- [SHORT EXERCISE] Can you locate each row below that contains the word "metal" and copy all of those rows?

Data records
+ + + +
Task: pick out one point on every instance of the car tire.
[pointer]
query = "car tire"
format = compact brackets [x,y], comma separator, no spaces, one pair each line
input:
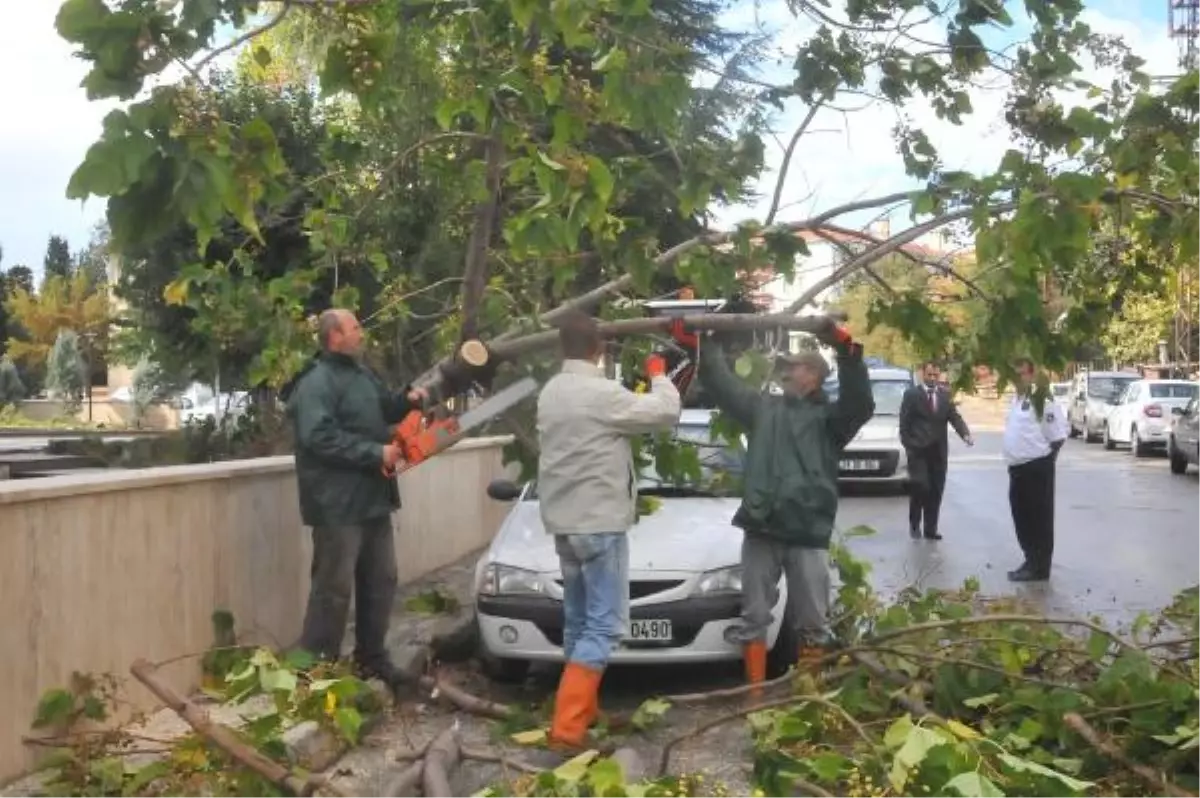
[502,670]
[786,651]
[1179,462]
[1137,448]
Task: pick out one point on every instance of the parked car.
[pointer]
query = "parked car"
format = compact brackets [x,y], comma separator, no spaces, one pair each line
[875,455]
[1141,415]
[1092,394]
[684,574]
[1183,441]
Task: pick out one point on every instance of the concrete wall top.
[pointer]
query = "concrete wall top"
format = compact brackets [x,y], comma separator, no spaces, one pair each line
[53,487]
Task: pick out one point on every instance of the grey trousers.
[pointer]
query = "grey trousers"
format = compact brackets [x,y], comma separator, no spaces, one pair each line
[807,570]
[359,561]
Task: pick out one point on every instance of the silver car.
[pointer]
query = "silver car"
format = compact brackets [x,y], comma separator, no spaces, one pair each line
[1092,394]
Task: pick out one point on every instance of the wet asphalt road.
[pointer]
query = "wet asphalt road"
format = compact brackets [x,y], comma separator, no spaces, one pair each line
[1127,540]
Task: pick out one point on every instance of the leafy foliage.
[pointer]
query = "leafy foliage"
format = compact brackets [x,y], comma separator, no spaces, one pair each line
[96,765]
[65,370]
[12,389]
+ + + +
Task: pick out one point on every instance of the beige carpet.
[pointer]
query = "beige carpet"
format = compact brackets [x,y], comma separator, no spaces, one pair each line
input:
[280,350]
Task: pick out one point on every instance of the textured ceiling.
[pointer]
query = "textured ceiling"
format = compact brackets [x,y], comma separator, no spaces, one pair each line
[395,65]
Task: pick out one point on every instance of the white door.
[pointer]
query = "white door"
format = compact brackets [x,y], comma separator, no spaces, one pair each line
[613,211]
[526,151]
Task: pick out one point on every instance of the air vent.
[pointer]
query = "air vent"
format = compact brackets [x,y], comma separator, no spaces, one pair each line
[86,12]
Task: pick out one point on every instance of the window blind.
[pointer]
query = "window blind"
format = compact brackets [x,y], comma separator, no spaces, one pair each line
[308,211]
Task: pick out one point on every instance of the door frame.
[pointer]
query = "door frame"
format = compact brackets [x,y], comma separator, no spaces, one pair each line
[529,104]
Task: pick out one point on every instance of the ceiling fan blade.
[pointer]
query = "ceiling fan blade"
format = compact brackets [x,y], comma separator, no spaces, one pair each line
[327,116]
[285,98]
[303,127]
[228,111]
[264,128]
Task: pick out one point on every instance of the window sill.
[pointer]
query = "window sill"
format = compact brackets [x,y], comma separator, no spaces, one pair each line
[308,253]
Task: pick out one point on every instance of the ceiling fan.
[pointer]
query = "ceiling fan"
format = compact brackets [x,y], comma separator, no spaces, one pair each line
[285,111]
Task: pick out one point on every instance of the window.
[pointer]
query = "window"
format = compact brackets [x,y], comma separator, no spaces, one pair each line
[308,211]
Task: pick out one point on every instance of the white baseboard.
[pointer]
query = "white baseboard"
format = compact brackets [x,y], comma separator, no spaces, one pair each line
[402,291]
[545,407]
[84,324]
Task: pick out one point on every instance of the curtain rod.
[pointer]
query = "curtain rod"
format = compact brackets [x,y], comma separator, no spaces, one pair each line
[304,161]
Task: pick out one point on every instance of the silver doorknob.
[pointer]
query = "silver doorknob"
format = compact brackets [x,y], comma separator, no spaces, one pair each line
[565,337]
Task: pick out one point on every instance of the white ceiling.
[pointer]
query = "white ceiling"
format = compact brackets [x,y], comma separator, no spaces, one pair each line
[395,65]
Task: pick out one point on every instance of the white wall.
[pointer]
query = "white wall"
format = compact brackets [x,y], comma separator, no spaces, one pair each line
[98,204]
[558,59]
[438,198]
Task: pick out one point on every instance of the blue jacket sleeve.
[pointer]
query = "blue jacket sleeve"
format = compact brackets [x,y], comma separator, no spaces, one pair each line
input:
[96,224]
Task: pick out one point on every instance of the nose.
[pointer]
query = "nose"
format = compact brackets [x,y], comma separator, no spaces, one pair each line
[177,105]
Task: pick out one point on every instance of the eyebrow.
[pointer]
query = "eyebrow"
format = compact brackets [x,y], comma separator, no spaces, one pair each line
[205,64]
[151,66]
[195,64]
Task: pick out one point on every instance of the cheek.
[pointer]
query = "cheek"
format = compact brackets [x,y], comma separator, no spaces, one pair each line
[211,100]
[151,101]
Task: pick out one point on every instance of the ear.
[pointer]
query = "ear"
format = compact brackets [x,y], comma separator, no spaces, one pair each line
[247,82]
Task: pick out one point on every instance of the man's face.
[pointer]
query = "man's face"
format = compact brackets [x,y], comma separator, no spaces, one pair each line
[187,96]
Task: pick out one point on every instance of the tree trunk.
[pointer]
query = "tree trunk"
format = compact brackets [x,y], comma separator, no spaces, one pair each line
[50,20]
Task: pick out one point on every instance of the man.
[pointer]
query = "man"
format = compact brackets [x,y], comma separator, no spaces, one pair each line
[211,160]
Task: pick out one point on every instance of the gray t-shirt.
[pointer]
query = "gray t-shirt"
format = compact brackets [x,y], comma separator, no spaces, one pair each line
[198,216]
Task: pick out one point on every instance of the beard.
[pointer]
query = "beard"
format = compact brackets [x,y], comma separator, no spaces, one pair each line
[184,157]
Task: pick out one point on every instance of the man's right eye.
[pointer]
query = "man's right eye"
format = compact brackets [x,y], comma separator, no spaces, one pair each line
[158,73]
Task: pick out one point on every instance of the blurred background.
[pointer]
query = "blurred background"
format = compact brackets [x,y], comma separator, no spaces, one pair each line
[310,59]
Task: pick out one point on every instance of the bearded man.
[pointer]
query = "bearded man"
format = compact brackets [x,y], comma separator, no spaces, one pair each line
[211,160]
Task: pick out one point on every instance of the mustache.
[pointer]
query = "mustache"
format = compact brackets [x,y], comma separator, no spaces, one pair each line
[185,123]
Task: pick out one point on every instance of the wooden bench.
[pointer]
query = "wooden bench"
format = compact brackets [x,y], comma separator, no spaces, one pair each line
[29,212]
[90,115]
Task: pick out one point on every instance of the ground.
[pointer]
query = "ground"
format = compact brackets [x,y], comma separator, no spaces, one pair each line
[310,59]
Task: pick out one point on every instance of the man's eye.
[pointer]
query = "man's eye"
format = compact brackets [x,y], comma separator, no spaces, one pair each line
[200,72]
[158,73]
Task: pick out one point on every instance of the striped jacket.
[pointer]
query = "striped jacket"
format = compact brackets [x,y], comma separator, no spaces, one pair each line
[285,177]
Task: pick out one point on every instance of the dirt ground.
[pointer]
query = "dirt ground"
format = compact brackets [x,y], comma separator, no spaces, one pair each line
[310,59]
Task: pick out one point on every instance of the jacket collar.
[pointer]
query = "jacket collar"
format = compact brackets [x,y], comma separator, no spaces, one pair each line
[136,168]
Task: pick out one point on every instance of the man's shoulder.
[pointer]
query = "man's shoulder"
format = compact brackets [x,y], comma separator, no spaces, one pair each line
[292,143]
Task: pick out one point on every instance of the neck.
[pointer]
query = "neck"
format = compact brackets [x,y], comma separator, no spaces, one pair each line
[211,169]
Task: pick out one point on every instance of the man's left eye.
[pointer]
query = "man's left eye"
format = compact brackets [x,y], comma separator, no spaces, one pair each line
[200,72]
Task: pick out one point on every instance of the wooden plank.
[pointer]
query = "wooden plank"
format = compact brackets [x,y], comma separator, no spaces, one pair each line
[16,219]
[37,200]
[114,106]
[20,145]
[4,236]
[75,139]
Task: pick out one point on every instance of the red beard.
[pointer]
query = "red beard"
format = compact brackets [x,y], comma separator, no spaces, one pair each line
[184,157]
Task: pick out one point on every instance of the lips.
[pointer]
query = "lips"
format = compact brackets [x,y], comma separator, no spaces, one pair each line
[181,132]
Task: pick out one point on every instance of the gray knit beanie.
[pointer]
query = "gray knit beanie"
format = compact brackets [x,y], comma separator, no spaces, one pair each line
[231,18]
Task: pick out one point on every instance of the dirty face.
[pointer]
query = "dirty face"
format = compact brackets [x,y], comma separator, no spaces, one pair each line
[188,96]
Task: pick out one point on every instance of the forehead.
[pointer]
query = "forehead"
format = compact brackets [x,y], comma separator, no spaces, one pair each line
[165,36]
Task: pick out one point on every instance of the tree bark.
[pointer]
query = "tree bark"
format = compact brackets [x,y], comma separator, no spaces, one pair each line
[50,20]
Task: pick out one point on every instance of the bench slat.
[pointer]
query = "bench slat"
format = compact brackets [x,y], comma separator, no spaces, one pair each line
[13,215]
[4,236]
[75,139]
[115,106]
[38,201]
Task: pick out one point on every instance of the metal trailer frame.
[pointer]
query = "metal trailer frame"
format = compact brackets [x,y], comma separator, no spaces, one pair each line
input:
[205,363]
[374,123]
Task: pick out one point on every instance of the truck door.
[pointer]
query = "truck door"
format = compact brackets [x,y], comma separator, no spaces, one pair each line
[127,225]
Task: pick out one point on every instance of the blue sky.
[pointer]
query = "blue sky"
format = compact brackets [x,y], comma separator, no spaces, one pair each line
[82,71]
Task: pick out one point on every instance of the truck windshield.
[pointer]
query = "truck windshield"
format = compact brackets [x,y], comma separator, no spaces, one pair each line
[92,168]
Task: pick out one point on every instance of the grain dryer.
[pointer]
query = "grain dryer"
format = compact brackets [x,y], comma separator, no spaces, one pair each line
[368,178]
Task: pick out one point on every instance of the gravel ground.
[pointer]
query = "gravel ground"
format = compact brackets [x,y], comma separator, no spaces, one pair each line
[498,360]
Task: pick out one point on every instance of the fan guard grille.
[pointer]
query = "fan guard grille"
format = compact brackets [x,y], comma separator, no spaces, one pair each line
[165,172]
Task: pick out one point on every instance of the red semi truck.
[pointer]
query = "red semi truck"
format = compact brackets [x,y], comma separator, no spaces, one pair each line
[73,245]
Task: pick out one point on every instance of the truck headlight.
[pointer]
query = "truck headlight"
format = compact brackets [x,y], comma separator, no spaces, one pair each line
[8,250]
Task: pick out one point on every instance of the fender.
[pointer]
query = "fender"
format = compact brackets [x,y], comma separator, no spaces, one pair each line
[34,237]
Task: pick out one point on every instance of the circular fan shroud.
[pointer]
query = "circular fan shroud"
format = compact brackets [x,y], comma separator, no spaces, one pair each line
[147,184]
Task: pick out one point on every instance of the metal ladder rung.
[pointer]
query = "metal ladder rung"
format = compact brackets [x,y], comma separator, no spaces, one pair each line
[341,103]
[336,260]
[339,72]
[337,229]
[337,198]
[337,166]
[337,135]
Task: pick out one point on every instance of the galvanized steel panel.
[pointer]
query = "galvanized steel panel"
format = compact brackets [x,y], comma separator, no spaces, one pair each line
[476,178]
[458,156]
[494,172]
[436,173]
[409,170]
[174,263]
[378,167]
+ + + +
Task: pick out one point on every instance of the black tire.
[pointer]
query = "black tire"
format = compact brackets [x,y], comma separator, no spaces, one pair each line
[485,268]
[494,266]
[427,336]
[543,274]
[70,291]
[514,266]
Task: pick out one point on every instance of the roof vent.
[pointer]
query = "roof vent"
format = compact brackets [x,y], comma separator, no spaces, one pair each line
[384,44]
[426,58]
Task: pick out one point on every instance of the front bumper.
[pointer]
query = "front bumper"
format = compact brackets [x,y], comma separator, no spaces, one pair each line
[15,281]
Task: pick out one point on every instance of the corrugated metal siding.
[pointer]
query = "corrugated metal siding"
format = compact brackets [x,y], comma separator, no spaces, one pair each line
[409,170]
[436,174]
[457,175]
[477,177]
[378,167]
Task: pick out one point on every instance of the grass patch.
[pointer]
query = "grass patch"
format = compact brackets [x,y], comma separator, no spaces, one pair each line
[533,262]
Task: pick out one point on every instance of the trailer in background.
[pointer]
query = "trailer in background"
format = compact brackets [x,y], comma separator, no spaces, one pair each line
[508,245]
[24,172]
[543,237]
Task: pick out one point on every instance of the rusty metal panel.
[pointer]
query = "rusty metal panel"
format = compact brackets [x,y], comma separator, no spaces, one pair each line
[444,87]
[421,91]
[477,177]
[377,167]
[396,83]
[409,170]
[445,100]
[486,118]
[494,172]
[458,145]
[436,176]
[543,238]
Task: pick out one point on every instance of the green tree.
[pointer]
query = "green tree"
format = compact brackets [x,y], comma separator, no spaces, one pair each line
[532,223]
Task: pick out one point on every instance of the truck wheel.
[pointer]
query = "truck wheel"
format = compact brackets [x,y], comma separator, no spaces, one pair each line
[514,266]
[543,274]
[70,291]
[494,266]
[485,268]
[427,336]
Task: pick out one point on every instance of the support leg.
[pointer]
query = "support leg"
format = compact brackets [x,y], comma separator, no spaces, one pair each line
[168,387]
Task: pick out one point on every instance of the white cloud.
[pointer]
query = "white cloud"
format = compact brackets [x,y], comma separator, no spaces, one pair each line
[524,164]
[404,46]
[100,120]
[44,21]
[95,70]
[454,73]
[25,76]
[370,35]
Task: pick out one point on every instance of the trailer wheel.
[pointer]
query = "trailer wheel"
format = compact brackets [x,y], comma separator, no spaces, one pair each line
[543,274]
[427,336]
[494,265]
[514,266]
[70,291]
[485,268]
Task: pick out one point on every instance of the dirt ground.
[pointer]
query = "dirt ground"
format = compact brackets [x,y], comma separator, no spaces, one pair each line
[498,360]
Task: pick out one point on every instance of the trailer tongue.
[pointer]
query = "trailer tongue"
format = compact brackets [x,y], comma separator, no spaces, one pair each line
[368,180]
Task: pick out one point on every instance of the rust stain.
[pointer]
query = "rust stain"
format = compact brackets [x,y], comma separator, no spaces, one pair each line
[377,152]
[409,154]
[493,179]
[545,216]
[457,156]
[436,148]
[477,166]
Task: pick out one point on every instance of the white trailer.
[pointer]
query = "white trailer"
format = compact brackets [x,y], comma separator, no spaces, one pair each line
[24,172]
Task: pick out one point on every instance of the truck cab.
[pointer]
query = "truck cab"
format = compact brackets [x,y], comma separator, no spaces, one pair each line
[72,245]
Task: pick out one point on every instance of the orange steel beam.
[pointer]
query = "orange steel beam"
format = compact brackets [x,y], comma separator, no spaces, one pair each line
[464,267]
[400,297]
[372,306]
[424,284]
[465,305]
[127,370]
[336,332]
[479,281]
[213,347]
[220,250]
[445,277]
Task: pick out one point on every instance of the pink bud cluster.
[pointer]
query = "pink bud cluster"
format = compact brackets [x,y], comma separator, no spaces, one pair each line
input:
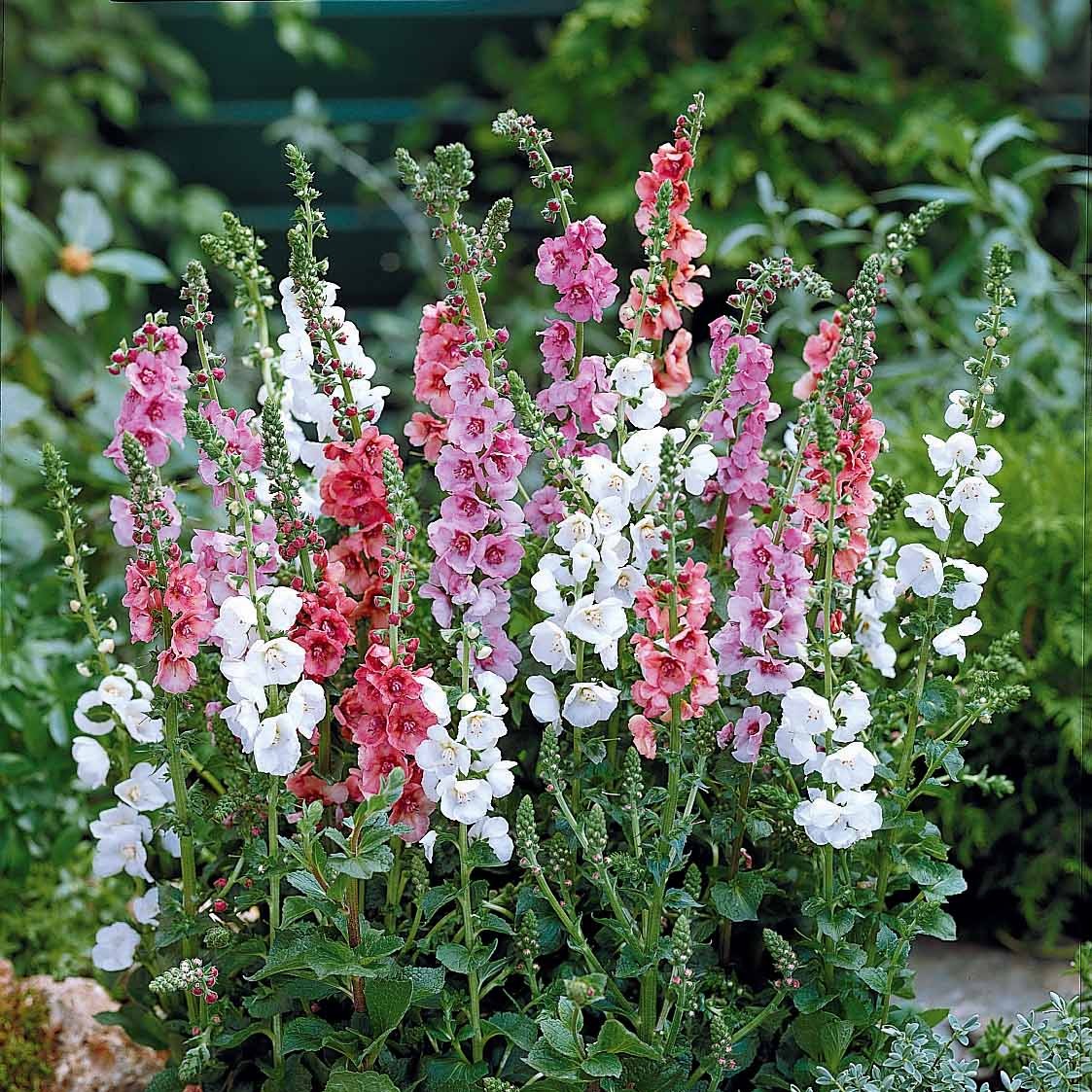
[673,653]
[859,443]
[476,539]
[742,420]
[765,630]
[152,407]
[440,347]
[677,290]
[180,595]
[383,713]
+ + + +
- [ANSWER TO THIS PROBLEM]
Task: pick out one point on every instance of the metal trailer frame.
query = "metal trailer frame"
Task: pick out one point on every instance of the metal ladder rung.
query = "metal ladder rung"
Task: pick out one point on every instance of the corrugated metal siding.
query = "corrugated metal siding"
Task: pick out one point on every instance of the rusty metal panel.
query = "rusty metal panel"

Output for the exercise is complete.